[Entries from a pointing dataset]
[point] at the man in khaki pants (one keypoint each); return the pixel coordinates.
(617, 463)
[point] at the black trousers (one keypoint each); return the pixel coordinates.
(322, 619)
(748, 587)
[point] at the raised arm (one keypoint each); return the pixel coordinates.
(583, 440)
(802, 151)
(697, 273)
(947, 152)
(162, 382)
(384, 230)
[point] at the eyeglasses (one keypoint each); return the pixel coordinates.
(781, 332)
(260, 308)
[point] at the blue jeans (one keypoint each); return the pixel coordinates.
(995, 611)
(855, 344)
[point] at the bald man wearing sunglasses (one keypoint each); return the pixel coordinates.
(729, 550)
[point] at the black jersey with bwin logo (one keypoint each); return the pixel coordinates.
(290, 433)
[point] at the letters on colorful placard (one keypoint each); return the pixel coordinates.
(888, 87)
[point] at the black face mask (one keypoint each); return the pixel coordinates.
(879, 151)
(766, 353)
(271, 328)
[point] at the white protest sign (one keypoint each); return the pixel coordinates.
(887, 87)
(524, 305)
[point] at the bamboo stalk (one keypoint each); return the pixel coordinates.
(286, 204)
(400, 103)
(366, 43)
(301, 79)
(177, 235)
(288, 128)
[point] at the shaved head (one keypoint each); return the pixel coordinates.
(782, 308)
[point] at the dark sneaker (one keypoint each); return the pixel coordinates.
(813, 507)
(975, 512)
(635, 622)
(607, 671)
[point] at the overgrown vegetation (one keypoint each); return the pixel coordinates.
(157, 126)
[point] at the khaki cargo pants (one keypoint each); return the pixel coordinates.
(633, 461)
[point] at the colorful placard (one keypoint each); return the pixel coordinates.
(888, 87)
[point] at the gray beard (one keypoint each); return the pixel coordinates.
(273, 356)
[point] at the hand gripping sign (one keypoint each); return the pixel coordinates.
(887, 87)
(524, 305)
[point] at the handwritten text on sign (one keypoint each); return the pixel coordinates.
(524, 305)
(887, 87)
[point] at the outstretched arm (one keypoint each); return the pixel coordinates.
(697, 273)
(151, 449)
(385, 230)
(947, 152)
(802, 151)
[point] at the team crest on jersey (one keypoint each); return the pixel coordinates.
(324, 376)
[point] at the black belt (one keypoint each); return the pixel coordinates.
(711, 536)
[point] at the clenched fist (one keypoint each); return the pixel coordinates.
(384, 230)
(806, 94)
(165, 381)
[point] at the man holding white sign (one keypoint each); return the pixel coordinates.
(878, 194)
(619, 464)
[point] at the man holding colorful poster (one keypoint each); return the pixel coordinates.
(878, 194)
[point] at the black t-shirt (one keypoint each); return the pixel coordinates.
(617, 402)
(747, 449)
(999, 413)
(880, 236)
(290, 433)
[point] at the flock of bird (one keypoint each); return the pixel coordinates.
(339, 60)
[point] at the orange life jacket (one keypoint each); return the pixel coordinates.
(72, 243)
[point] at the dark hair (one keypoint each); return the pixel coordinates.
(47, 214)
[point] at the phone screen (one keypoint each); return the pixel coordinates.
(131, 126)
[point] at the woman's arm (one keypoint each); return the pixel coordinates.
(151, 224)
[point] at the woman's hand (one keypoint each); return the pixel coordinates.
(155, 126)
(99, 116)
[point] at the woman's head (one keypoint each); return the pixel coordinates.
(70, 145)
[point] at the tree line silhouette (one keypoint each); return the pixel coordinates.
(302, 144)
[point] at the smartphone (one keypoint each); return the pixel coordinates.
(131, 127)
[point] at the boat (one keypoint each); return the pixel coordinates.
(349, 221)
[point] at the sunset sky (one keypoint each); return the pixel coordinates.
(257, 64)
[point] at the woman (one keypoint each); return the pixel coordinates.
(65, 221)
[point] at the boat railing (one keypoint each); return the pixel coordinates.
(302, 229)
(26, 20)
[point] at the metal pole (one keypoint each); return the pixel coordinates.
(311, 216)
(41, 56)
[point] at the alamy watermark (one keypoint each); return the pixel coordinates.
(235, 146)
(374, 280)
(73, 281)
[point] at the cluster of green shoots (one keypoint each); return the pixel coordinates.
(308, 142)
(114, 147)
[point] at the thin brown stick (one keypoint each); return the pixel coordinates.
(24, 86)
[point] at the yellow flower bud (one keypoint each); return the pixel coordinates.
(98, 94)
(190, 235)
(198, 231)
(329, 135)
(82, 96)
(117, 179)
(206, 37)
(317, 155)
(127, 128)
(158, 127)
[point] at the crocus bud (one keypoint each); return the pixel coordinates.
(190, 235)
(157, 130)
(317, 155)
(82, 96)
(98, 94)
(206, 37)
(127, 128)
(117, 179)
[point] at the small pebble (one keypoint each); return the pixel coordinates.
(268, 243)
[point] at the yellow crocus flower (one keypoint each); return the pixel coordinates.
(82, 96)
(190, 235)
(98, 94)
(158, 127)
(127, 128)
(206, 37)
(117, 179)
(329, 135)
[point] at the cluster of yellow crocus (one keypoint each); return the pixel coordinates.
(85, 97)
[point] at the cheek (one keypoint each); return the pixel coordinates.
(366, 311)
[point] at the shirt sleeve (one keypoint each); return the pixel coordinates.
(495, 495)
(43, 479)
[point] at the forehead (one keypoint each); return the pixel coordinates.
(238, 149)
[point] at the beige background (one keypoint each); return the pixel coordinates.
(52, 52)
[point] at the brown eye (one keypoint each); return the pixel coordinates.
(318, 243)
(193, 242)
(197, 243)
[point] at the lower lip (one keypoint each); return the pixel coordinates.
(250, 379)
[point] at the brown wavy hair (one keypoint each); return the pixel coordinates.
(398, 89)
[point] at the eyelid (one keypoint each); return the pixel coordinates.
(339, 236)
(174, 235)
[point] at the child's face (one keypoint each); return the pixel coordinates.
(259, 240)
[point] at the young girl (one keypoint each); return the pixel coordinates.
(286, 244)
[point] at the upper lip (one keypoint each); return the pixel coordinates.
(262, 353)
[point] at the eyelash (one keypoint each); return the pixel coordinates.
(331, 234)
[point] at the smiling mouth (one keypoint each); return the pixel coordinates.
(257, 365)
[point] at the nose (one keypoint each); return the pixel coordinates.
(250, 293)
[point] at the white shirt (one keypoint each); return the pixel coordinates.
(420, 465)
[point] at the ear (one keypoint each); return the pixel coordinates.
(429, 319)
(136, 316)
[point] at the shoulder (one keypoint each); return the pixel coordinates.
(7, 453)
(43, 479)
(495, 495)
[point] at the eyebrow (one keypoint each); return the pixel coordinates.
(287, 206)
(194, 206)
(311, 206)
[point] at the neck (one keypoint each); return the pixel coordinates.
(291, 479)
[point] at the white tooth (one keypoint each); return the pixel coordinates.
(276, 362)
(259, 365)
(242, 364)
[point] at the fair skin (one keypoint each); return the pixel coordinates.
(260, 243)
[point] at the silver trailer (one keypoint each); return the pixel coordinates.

**The problem**
Write out all the data again, exactly as it appears.

**Full response**
[point] at the man in khaki pants (one keypoint each); return the pixel coordinates.
(617, 463)
[point] at the black trousers (one keypoint each); return the pixel coordinates.
(322, 619)
(748, 587)
[point] at the raised arm (one keypoint each); return the pixel coordinates.
(583, 440)
(802, 151)
(697, 273)
(947, 152)
(162, 382)
(384, 230)
[point] at the eyeglasses (one keypoint each); return the pixel coordinates.
(781, 332)
(260, 308)
[point] at the blue jeans (one keypoint each); return the pixel coordinates.
(995, 611)
(855, 344)
[point] at the bald man wearing sunglasses (one keypoint each); return the pixel coordinates.
(729, 550)
[point] at the black jersey with bwin logo (one keypoint each); return the pixel coordinates.
(290, 433)
[point] at the letters on colorful placard (one keypoint each); return the pixel coordinates.
(888, 87)
[point] at the black face mask (one keypoint each); return the pixel coordinates.
(879, 151)
(766, 353)
(271, 328)
[point] at the white protest sign (one keypoint each); return the pixel coordinates.
(887, 87)
(524, 305)
[point] at the bamboo stalk (one keypoint each); return the pixel coordinates.
(286, 204)
(400, 103)
(366, 43)
(301, 79)
(177, 235)
(288, 128)
[point] at the shaved head (one keypoint each); return the pixel coordinates.
(782, 308)
[point] at the dark sneaker (one keypoint each); return the pixel coordinates.
(813, 507)
(975, 512)
(635, 622)
(607, 671)
[point] at the overgrown vegetation (one keypoint each); return the pixel coordinates.
(157, 126)
[point] at the khaki cargo pants (one keypoint each); return the pixel coordinates.
(633, 461)
[point] at the colorful placard (one keypoint each); return the pixel coordinates.
(888, 87)
[point] at the gray beard (one keypoint each); return the pixel coordinates.
(273, 356)
[point] at the hand gripping sign (one keypoint each); return the pixel coordinates.
(887, 87)
(524, 305)
[point] at the handwritten text on sign (one keypoint each); return the pixel coordinates.
(524, 305)
(887, 87)
[point] at the outstretched arm (one keypoint each); return the pixel coordinates.
(697, 273)
(151, 449)
(385, 230)
(947, 152)
(802, 151)
[point] at the team crest on jersey (one keypoint each); return the pixel coordinates.
(324, 376)
[point] at the black belt (one keypoint each); return the pixel coordinates.
(711, 536)
[point] at the clenched fist (one keypoint each); return the pixel coordinates.
(384, 230)
(806, 94)
(165, 381)
[point] at the man holding white sign (one keypoint each); return the pixel coordinates.
(878, 194)
(619, 464)
[point] at the man holding colorful poster (one keypoint each); return the pixel coordinates.
(878, 194)
[point] at the black t-shirt (one keypoint each); return the pixel coordinates.
(617, 402)
(747, 449)
(999, 413)
(880, 236)
(290, 433)
[point] at the flock of bird (one keypoint each); return the pixel coordinates.
(339, 60)
[point] at the orange life jacket (one keypoint each); return the pixel coordinates.
(72, 243)
[point] at the dark hair (one keypoint each); return the pixel coordinates.
(47, 214)
[point] at the phone screen (one keypoint each); return the pixel coordinates.
(131, 126)
[point] at the woman's arm (one keypoint each); return the pixel coordinates.
(151, 224)
[point] at the woman's hand (one keypoint each); return the pixel coordinates.
(155, 126)
(99, 116)
[point] at the woman's head (one keypoint each); return the pixel coordinates.
(70, 145)
[point] at the tree line silhouette (one keypoint each); return the pixel coordinates.
(302, 144)
[point] at the smartphone (one keypoint each); return the pixel coordinates.
(131, 127)
[point] at the boat (one keypoint each); return the pixel coordinates.
(349, 221)
[point] at the sunset sky (one keypoint each); return the pixel coordinates.
(257, 64)
[point] at the woman (one keypoint each); return the pixel coordinates.
(65, 221)
[point] at the boat railing (one keypoint each); return the pixel coordinates.
(302, 229)
(26, 20)
[point] at the metal pole (one keypoint each); return the pixel coordinates.
(311, 216)
(41, 56)
[point] at the alamy watermark (one keypoint each); return the pixel coordinates.
(235, 146)
(374, 280)
(73, 281)
[point] at the cluster of green shoots (one keypoint each); return the pixel coordinates.
(308, 142)
(114, 147)
[point] at the thin brown stick (one keypoint each); return the pixel coordinates.
(24, 86)
[point] at the yellow flower bud (one keypoint each); return the pixel coordinates.
(98, 94)
(190, 235)
(198, 231)
(329, 135)
(82, 96)
(117, 179)
(206, 37)
(317, 155)
(127, 128)
(158, 127)
[point] at the crocus bud (one keypoint each); return the pixel coordinates.
(190, 235)
(157, 130)
(317, 155)
(82, 96)
(98, 94)
(206, 37)
(127, 128)
(117, 179)
[point] at the small pebble (one keypoint each); return the pixel coordinates.
(268, 243)
[point] at the yellow crocus flower (one keypoint each); return the pixel coordinates.
(82, 96)
(190, 235)
(98, 94)
(158, 127)
(127, 128)
(206, 37)
(117, 179)
(329, 135)
[point] at the cluster of yellow crocus (one keypoint each); return the pixel coordinates.
(85, 97)
[point] at the cheek (one keypoint each); return the pixel coordinates.
(366, 311)
[point] at the shirt sleeve (one keypoint each); return the pixel coordinates.
(495, 495)
(43, 479)
[point] at the forehead (one keypoint each); return the pixel coordinates.
(238, 149)
[point] at the beige background (one keypoint each); return the pixel coordinates.
(52, 52)
[point] at the brown eye (one keypoint each); return the pixel coordinates.
(318, 243)
(193, 242)
(197, 243)
[point] at the lower lip (one keypoint each); return the pixel coordinates.
(250, 379)
[point] at the brown wavy hair (one keypoint each); return the pixel coordinates.
(398, 89)
[point] at the eyelid (one keypoint each); return the pixel coordinates.
(339, 236)
(174, 235)
[point] at the child's face (one keypoint each); return the pixel coordinates.
(259, 240)
[point] at the young girl (one keypoint each); return the pixel coordinates.
(286, 244)
[point] at the upper lip (one keypoint each); return the pixel coordinates.
(262, 353)
[point] at the eyelash (one keypoint each); return the pixel coordinates.
(331, 234)
[point] at the smiling mouth (one keypoint each); return the pixel coordinates.
(257, 365)
[point] at the nose (one keypoint each); return the pixel coordinates.
(250, 293)
[point] at the white shirt (one keypoint each); return the pixel coordinates.
(420, 465)
[point] at the ear (one keypoint each); return the pixel coordinates.
(429, 319)
(136, 316)
[point] at the shoulder (one keypoint each); return the pixel coordinates.
(7, 453)
(43, 479)
(495, 495)
[point] at the eyebrow (one keypoint each); return the pixel coordinates.
(287, 206)
(194, 206)
(311, 206)
[point] at the neck (one keypoint each); return the pixel coordinates.
(291, 479)
[point] at the white tooth (one keypoint each); return the pixel coordinates.
(276, 362)
(259, 365)
(242, 364)
[point] at the fair skin (one keypoint each); return the pixel coordinates.
(260, 243)
[point] at the silver trailer (one keypoint each); return the pixel coordinates.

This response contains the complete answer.